EXERCISE BRIEF: Which lines in the listing below contain the word "rise"? Copy each one.

DATA SHOWN:
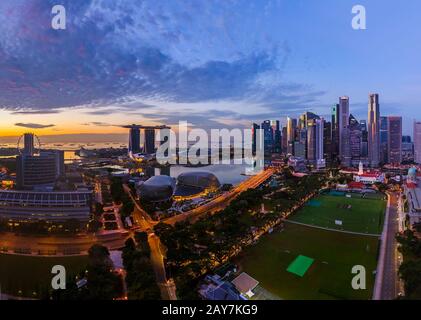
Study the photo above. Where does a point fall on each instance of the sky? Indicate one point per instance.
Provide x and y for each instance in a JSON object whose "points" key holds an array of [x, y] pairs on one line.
{"points": [[213, 63]]}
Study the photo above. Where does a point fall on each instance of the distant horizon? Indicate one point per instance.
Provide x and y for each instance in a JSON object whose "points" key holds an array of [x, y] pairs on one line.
{"points": [[147, 62]]}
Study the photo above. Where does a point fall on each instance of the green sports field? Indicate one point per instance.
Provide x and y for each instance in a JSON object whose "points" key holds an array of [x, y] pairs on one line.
{"points": [[364, 215], [29, 276], [328, 277]]}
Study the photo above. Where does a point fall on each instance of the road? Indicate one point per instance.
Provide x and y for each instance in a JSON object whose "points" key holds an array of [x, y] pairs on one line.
{"points": [[223, 200], [145, 223], [60, 245], [389, 285]]}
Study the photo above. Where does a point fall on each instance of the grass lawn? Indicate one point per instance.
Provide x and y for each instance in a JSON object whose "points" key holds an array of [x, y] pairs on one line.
{"points": [[30, 274], [329, 277], [357, 214]]}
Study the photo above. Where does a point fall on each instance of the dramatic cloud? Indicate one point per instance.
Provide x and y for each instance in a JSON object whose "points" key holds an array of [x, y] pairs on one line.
{"points": [[115, 54], [34, 125], [99, 124]]}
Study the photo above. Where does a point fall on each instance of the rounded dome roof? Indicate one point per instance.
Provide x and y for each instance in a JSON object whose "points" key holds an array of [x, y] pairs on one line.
{"points": [[157, 188], [412, 171], [201, 179]]}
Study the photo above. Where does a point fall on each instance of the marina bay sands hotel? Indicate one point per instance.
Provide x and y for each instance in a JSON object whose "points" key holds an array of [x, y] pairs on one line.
{"points": [[149, 138]]}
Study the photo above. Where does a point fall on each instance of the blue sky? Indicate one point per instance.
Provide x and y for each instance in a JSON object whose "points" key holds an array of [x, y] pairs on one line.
{"points": [[213, 63]]}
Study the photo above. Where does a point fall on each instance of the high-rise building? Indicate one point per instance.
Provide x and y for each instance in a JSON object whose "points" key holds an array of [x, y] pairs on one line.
{"points": [[343, 127], [254, 137], [384, 135], [355, 139], [315, 152], [364, 140], [149, 146], [327, 142], [134, 139], [394, 146], [291, 132], [373, 130], [417, 142], [276, 129], [407, 149], [267, 136], [39, 171], [28, 144], [284, 140]]}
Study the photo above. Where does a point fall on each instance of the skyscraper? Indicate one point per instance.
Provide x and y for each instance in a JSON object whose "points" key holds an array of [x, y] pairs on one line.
{"points": [[327, 142], [364, 140], [355, 139], [335, 133], [149, 146], [384, 135], [291, 129], [276, 129], [394, 146], [284, 140], [28, 144], [417, 142], [343, 127], [373, 130], [407, 149], [254, 137], [134, 139], [315, 153]]}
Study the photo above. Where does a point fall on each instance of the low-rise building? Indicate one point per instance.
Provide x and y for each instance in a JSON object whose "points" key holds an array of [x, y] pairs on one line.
{"points": [[32, 206]]}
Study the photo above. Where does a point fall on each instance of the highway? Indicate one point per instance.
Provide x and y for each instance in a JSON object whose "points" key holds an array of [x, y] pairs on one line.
{"points": [[223, 200], [389, 286], [145, 223]]}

RESULT OF THE EXERCISE:
Study the photo above. Where does a point fall on each instance of the high-rise building? Indicate one point per instance.
Study the photo above. Where does a point fall on each instance of the low-rise building? Indicate one point per instance.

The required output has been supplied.